**WHAT TO PRODUCE:** Starting at the line below holding "Find the painted" and stopping at the line holding "Find the white curtain", print every line exactly, both ends included, and leave the rest out.

Dataset items
● ● ● ● ●

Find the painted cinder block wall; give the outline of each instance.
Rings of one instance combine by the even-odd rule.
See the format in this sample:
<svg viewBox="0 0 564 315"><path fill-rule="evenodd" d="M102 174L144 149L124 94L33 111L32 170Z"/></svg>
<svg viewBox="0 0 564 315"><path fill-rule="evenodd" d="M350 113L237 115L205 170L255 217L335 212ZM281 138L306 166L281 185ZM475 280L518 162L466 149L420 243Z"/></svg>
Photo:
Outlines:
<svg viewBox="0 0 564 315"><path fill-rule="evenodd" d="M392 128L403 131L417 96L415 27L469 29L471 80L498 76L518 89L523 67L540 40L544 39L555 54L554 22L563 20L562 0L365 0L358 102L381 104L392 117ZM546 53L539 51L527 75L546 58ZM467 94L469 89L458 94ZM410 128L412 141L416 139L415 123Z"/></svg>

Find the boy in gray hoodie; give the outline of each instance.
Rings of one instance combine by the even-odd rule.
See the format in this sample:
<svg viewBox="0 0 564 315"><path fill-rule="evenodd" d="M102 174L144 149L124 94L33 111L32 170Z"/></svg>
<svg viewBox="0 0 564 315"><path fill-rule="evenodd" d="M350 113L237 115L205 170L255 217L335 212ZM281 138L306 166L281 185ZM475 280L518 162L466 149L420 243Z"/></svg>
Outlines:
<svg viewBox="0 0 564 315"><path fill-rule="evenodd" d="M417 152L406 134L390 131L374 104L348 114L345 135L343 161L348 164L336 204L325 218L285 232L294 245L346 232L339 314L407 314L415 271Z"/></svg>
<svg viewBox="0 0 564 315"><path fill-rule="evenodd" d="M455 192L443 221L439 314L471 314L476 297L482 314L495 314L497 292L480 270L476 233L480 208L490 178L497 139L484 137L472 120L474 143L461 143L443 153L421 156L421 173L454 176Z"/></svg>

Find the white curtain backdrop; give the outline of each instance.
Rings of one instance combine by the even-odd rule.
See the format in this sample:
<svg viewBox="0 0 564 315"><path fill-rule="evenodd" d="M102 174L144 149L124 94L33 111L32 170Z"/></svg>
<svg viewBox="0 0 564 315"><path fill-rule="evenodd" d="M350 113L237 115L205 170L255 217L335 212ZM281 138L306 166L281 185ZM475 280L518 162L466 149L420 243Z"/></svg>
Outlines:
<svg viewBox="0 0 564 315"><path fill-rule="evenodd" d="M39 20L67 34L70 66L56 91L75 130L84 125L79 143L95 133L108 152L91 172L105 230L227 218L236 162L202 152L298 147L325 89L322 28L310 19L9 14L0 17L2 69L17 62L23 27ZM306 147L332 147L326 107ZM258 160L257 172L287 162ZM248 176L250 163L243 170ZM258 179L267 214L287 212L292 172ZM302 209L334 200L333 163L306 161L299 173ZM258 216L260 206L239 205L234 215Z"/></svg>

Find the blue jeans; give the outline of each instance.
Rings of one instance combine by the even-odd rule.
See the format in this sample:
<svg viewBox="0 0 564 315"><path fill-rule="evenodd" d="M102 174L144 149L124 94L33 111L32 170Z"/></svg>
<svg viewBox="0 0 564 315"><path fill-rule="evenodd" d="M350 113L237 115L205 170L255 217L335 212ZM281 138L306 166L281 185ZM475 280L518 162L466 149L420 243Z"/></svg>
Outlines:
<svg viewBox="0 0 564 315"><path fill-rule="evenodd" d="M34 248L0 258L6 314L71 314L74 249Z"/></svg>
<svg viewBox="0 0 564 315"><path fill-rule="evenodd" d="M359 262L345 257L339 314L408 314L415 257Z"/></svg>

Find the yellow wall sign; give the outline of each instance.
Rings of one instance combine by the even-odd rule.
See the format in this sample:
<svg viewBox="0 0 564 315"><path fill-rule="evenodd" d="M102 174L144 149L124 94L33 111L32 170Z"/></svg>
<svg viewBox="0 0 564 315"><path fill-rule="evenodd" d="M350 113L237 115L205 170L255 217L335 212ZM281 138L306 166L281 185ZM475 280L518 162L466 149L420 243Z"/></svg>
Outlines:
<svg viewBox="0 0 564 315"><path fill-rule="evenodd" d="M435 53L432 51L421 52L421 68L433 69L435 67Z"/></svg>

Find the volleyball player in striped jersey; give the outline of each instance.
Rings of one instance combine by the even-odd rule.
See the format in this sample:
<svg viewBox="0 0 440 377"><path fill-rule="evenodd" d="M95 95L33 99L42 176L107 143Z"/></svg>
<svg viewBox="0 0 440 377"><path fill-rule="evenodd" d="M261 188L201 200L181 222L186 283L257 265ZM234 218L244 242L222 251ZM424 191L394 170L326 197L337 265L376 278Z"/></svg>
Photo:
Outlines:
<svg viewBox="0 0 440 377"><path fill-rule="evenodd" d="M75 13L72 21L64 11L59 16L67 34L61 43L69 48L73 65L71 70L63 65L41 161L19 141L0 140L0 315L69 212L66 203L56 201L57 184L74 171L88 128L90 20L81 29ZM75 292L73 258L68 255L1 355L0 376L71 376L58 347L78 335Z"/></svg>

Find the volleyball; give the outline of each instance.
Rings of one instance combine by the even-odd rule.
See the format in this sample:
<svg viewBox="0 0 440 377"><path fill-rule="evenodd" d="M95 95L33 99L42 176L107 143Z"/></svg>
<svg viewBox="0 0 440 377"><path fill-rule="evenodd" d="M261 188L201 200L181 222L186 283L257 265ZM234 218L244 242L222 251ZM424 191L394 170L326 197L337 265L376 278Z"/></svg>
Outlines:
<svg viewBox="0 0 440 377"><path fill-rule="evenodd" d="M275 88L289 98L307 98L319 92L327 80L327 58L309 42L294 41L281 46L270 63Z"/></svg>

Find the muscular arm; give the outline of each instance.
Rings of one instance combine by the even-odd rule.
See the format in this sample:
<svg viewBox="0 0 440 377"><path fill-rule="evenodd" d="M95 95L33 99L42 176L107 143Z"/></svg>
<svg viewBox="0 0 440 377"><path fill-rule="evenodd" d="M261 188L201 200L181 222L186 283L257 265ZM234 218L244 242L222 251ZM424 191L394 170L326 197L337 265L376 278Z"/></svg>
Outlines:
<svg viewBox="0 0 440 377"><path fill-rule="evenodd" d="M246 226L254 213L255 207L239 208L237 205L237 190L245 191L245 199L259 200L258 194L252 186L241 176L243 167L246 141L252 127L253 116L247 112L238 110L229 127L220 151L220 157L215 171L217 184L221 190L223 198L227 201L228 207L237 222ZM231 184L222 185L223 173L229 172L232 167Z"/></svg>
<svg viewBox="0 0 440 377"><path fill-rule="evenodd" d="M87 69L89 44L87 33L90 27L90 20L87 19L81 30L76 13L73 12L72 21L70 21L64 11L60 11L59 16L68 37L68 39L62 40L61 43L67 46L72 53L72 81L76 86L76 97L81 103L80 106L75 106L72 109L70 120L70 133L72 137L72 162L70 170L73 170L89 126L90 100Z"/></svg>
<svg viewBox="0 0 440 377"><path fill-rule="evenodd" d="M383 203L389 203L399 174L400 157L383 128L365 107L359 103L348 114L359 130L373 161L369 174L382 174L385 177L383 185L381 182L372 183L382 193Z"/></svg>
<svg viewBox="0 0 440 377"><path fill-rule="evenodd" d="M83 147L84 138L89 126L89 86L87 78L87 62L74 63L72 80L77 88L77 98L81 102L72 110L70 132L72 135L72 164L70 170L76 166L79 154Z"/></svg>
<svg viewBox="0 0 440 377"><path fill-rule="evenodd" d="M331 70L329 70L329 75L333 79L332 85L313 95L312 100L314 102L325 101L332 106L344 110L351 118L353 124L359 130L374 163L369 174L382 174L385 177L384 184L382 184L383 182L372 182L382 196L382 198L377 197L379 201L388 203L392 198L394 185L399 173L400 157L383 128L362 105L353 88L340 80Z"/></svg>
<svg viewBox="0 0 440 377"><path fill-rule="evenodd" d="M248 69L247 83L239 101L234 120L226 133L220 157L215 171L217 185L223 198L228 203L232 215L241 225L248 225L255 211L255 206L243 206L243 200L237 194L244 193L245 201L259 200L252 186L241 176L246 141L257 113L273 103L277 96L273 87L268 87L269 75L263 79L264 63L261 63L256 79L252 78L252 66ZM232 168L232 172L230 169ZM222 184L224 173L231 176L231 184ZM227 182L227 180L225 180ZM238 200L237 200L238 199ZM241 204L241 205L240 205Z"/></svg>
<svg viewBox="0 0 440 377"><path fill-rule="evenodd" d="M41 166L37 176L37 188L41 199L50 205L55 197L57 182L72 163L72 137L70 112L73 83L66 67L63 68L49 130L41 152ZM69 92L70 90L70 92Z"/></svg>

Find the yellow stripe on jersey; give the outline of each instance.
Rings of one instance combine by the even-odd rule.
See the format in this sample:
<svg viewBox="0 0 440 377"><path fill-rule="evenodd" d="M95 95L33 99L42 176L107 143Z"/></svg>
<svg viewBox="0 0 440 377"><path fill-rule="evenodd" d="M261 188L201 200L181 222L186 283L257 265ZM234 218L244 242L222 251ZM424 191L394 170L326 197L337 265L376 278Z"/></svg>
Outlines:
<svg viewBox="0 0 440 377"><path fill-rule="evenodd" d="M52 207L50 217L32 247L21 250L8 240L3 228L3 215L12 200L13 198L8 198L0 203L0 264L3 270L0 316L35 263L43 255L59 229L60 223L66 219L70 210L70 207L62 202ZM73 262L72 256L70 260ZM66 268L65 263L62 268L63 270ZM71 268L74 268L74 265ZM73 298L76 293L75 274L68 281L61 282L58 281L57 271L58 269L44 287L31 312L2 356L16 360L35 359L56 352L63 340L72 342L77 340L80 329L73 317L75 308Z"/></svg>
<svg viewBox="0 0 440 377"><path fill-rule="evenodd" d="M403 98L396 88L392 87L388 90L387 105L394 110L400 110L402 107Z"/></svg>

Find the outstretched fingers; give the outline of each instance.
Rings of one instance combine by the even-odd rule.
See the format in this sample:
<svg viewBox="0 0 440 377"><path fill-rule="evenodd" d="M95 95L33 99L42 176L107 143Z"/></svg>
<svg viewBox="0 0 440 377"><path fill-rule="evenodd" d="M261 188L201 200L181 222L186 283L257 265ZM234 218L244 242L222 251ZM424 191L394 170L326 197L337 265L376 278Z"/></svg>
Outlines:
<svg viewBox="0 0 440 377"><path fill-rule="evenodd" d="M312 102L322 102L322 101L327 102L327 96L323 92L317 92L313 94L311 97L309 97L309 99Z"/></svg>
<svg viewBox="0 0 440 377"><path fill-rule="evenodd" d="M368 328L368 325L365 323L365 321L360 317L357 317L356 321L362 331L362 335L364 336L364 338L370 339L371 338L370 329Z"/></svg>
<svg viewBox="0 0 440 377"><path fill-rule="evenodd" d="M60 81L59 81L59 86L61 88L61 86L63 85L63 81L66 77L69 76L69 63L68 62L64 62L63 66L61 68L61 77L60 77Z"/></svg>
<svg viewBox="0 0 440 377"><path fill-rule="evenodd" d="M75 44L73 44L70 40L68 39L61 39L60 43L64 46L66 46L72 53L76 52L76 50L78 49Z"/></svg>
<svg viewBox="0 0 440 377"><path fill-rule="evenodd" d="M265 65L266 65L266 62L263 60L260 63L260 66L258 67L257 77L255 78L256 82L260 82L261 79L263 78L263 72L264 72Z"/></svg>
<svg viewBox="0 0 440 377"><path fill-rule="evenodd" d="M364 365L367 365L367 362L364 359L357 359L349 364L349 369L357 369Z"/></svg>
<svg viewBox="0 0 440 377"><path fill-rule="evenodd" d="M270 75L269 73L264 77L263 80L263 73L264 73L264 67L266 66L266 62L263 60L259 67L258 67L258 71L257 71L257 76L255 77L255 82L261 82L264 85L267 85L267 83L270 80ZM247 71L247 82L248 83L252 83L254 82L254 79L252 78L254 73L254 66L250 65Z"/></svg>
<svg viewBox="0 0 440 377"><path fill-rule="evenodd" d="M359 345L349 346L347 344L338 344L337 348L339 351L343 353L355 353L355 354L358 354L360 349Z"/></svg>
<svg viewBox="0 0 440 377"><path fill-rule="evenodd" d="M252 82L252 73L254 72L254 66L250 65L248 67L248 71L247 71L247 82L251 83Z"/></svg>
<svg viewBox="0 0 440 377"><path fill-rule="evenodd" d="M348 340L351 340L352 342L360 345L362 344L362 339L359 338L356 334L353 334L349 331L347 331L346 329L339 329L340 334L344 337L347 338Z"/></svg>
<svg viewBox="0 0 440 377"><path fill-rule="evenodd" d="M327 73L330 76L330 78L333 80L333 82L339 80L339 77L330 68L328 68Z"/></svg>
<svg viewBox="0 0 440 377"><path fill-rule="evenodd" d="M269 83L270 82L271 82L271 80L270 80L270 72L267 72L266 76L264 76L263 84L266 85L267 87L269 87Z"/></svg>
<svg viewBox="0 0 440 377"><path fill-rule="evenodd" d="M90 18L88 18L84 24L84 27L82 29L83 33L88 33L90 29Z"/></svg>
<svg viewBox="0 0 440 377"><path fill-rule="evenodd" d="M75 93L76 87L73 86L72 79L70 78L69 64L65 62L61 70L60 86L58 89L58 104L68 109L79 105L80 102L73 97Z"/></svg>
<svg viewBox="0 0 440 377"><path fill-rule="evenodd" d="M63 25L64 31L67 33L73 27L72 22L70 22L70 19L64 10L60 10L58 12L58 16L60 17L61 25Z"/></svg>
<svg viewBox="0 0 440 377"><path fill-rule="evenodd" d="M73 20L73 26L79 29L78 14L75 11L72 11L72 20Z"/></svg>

● ● ● ● ●

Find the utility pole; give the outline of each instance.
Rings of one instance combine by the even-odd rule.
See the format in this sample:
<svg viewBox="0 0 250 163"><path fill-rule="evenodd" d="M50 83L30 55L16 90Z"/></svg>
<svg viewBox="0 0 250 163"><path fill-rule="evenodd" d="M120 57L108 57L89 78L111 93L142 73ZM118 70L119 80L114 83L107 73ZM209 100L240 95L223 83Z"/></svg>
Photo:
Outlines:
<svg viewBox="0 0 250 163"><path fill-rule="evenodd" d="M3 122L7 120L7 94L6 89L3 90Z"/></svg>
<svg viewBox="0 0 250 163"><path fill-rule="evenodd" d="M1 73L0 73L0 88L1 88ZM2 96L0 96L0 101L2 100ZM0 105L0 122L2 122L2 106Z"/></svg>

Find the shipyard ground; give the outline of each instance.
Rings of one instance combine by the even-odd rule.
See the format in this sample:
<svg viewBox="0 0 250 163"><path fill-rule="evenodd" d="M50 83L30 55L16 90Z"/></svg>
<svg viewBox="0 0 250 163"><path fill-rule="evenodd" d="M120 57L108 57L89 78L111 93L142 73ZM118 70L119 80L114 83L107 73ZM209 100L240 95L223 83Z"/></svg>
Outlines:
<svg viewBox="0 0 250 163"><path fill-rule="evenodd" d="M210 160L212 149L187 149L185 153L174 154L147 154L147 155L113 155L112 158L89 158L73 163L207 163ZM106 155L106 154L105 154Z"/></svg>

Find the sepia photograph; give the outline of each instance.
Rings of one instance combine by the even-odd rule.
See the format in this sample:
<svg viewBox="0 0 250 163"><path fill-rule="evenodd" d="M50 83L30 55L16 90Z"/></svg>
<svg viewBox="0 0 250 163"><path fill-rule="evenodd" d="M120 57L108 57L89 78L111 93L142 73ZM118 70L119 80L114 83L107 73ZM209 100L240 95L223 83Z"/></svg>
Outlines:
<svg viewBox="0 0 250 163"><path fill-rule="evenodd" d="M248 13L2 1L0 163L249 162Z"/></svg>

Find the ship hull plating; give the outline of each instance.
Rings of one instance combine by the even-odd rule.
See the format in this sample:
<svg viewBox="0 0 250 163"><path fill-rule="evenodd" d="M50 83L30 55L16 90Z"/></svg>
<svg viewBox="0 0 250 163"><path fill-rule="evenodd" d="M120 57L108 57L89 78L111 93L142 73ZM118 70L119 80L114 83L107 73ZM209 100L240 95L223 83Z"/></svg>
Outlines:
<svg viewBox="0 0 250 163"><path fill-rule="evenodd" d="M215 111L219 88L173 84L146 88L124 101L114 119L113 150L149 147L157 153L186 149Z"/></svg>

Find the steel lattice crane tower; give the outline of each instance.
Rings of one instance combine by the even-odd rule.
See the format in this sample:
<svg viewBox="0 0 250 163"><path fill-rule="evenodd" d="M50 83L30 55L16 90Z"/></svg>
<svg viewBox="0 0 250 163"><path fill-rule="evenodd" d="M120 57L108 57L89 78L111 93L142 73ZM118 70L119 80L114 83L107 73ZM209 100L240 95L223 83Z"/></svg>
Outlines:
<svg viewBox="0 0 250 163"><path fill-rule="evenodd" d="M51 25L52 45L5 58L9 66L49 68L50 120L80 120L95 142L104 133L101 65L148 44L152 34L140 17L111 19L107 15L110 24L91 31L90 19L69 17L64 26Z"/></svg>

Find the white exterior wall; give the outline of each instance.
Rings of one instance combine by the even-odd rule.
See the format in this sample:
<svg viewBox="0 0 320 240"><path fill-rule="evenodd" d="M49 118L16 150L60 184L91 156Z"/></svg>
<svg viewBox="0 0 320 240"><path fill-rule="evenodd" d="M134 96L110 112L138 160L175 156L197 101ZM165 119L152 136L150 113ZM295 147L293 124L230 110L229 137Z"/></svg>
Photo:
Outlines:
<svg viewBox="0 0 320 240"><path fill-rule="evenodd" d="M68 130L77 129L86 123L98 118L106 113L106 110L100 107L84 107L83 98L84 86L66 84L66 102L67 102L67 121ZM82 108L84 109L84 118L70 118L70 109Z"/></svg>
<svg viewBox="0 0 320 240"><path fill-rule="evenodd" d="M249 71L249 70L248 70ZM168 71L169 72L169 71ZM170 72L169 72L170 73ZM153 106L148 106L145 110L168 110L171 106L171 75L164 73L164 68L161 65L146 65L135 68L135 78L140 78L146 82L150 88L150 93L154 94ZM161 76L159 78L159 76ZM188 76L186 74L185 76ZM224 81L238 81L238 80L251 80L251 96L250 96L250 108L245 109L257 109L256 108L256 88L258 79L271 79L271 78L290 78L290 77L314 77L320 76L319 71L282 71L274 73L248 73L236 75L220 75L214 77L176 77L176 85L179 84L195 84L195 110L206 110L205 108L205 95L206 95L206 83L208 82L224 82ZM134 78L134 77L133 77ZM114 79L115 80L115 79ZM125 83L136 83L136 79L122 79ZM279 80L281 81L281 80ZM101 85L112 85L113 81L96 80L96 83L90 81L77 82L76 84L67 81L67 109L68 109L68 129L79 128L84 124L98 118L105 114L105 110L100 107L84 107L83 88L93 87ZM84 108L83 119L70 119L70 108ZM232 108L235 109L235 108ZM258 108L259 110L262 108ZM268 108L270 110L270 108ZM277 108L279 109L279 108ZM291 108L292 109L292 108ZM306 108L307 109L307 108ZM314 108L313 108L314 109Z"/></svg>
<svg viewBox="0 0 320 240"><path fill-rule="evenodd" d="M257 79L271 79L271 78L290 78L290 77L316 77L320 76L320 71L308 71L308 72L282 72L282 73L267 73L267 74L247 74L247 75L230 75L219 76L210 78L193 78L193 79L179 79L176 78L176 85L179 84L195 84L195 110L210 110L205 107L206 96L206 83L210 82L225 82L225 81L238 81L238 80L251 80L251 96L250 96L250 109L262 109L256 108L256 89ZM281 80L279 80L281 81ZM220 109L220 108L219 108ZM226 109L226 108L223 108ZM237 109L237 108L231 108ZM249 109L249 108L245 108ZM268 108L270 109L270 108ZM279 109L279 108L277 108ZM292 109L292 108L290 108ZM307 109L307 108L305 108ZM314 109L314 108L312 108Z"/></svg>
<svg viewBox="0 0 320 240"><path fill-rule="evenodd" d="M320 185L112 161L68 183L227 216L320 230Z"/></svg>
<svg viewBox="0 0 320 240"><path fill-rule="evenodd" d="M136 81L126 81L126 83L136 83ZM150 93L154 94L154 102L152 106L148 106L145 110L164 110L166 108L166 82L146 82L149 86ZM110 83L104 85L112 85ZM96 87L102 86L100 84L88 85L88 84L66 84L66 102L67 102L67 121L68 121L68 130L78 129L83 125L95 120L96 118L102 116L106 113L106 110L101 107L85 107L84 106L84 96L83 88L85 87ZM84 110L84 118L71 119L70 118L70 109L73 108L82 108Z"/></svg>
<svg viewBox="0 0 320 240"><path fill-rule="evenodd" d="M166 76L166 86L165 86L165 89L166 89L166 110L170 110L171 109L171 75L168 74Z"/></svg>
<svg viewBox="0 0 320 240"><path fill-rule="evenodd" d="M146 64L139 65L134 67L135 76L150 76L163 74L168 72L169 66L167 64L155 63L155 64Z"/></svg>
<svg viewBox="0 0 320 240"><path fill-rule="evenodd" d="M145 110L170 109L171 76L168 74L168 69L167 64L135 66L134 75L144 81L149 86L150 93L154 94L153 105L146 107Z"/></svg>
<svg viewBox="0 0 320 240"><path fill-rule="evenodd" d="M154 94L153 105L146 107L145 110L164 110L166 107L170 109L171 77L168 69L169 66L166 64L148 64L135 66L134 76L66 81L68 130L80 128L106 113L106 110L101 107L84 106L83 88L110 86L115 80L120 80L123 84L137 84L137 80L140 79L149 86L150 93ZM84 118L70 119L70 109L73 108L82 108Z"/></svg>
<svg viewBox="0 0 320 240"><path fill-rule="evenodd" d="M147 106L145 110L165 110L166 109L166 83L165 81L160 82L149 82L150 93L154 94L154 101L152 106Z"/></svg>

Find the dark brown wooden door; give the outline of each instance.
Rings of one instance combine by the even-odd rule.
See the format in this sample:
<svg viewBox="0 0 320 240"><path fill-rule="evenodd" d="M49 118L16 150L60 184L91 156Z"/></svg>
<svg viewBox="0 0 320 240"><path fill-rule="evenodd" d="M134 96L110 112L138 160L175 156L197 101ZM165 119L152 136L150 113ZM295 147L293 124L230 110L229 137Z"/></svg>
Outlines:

● ● ● ● ●

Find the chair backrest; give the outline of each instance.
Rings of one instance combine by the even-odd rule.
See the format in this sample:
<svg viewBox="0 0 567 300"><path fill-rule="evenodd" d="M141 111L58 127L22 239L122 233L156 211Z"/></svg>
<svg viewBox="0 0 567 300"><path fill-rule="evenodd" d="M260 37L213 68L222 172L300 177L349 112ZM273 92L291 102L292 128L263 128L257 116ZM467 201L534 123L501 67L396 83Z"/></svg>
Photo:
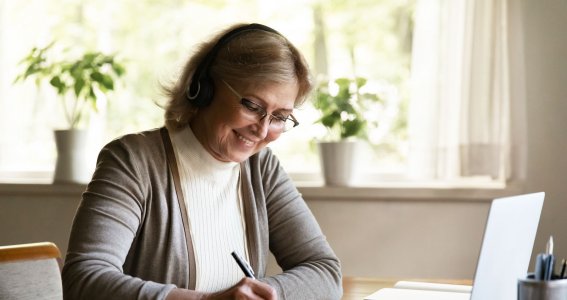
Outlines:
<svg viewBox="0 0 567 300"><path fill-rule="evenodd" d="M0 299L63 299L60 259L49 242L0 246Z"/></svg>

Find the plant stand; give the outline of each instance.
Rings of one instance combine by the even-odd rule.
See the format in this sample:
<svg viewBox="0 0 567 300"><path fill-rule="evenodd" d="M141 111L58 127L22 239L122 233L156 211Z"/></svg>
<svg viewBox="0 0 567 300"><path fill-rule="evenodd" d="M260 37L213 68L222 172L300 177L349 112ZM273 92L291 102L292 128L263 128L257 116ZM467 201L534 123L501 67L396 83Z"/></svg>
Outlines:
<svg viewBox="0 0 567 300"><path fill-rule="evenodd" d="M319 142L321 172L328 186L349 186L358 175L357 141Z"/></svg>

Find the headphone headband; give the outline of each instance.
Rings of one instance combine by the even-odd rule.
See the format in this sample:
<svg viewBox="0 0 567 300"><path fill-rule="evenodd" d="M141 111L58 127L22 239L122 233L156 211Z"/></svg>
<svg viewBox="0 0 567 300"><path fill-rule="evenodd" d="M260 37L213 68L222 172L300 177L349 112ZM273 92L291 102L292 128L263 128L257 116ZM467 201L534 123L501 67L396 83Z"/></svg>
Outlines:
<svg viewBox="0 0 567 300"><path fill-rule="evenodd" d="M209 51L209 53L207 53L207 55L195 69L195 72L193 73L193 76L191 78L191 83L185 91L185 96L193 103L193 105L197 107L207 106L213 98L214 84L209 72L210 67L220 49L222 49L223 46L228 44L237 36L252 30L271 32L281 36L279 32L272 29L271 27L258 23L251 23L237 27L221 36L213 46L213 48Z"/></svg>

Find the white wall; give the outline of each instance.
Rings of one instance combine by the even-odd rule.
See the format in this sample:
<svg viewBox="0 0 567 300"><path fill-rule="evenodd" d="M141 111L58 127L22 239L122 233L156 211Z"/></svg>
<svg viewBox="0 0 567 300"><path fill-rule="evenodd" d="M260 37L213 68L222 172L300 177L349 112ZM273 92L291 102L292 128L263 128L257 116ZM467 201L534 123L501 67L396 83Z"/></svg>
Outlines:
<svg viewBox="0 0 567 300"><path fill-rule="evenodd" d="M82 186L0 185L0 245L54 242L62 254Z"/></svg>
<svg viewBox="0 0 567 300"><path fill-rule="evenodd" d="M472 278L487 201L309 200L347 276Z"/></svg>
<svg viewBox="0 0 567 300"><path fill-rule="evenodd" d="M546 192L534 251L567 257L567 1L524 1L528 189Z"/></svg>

● ● ● ● ●

**THE COMPLETED TASK:**
Find the painted cinder block wall; give the outline of each instance.
Rings of one instance combine by the even-odd rule.
See the format in this sample:
<svg viewBox="0 0 564 315"><path fill-rule="evenodd" d="M102 174L144 149L124 94L33 111L32 170Z"/></svg>
<svg viewBox="0 0 564 315"><path fill-rule="evenodd" d="M350 113L237 115L205 170L255 217L335 212ZM281 138L306 166L281 185ZM475 280L518 162L466 149L420 243Z"/></svg>
Photo:
Outlines:
<svg viewBox="0 0 564 315"><path fill-rule="evenodd" d="M392 128L403 131L417 96L415 27L469 29L471 80L498 76L518 89L523 67L540 40L544 39L555 54L554 22L563 20L562 0L365 0L358 102L381 104L392 117ZM546 53L539 51L527 75L546 58ZM467 94L469 89L458 94ZM410 128L412 141L416 139L415 123Z"/></svg>

Find the boy in gray hoodie; give the outline of each instance.
Rings of one instance combine by the even-odd rule.
See the format in this sample:
<svg viewBox="0 0 564 315"><path fill-rule="evenodd" d="M102 174L144 149L124 94L33 111L32 170Z"/></svg>
<svg viewBox="0 0 564 315"><path fill-rule="evenodd" d="M350 113L237 115L205 170L255 217L335 212ZM281 138L306 166L281 185ZM475 280L518 162L466 149L420 243Z"/></svg>
Outlines:
<svg viewBox="0 0 564 315"><path fill-rule="evenodd" d="M417 152L406 134L390 131L374 104L348 114L345 135L343 161L348 164L336 204L325 218L285 232L294 245L346 232L339 314L407 314L415 271Z"/></svg>
<svg viewBox="0 0 564 315"><path fill-rule="evenodd" d="M455 192L443 221L439 314L471 314L476 297L482 314L495 314L497 292L480 270L476 233L480 208L490 178L497 139L484 137L472 120L474 143L461 143L443 153L421 156L421 173L454 176Z"/></svg>

Find the white curtain backdrop; give the outline of each instance.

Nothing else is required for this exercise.